>> START WORKING DATA

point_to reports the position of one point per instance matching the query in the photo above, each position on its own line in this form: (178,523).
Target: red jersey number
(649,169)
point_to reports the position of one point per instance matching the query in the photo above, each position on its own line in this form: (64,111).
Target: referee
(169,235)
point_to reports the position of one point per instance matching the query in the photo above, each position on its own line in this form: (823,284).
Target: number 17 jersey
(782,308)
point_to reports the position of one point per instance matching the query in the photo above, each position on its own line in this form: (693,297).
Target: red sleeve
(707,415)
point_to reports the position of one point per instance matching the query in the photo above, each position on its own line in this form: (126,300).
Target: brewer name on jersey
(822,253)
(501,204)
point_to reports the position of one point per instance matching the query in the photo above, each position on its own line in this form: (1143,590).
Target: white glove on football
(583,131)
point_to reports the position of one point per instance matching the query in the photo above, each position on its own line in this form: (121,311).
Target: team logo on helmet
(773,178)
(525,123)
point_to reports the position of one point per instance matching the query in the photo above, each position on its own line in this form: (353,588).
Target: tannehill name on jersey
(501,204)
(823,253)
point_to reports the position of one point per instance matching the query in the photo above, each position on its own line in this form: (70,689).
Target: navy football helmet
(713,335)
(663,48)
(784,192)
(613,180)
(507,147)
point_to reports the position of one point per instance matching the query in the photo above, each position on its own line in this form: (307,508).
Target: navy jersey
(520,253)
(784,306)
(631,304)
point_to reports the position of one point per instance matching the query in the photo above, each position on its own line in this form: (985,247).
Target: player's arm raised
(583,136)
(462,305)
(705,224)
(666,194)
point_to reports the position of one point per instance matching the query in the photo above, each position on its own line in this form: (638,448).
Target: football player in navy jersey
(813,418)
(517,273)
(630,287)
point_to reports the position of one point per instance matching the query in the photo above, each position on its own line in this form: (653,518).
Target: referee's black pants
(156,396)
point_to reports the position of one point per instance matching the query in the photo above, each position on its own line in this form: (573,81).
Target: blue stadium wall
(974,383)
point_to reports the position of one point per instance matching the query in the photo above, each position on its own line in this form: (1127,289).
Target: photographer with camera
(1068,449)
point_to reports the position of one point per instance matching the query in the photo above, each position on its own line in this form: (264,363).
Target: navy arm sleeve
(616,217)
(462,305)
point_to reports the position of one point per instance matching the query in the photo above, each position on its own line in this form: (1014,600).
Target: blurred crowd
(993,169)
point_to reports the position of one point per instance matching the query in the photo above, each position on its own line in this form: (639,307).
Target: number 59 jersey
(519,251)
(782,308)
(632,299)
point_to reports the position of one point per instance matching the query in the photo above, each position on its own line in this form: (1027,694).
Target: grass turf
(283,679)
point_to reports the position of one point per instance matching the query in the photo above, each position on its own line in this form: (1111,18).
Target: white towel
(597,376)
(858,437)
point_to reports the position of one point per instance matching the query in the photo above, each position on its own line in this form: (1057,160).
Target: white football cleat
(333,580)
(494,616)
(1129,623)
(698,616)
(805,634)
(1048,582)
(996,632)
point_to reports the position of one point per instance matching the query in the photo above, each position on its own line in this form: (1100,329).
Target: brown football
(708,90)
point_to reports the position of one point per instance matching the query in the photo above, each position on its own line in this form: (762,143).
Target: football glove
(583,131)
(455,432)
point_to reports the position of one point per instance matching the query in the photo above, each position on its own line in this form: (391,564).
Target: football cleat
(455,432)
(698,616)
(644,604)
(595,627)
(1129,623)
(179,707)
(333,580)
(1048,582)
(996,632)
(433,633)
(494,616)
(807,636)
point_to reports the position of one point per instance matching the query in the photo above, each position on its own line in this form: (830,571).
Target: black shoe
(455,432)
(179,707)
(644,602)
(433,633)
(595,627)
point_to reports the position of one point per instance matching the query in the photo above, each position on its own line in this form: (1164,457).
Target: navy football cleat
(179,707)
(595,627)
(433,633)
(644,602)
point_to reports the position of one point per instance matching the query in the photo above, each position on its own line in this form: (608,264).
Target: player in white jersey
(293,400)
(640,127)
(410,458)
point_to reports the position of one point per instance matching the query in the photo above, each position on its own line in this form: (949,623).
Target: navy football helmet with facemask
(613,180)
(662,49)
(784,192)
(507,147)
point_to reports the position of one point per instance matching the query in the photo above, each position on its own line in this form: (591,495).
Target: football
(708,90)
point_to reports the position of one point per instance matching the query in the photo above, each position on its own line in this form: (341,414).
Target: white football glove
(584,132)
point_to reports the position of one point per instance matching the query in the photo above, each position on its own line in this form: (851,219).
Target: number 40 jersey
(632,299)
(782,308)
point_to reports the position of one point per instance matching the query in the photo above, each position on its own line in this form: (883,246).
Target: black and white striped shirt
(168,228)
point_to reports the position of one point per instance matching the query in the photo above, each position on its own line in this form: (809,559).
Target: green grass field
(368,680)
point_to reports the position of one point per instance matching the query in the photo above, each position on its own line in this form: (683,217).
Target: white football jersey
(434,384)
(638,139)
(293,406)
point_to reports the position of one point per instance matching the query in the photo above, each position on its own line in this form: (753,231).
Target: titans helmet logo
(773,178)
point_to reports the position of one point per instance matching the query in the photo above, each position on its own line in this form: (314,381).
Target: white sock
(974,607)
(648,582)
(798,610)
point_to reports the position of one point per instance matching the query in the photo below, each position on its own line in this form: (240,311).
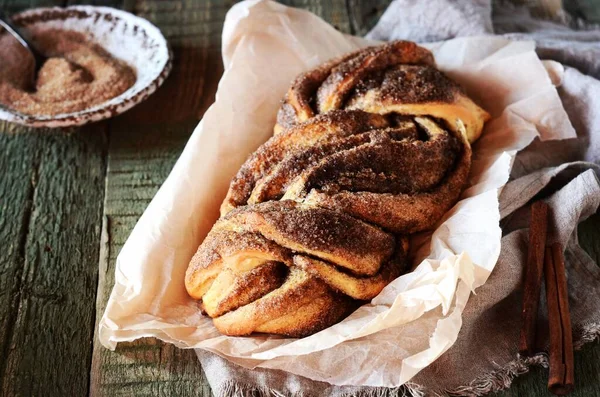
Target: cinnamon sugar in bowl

>> END WORKING DATA

_WHAT TO DO_
Copy out, unchanged, the span of lines beginning with the one that includes "this form: (809,559)." and running through the final line of the material above. Leave the pictures out.

_RESPONSE FOR THIS EXERCISE_
point_to reports the position of one point per instance matching the query in the photo above, each position on its own line in this form: (809,559).
Target: green grass field
(368,680)
point_to reports the position of one point per instance matching the query in the photo above, each position on its own line in this form: (683,217).
Target: white football jersey
(434,384)
(638,139)
(293,406)
point_to reports the position of one point per instance matching the query in the photo above, each position on its own line in this form: (753,231).
Target: titans helmet logo
(773,178)
point_to reports the position of one point per instance matching the query in the photo above, each position on its own line in this form: (314,381).
Target: white sock
(974,607)
(648,582)
(798,610)
point_to reports the position of one point per instance matching the query in the photo below, each position on its own line in this form: (240,311).
Target: cinnamon sugar in bowl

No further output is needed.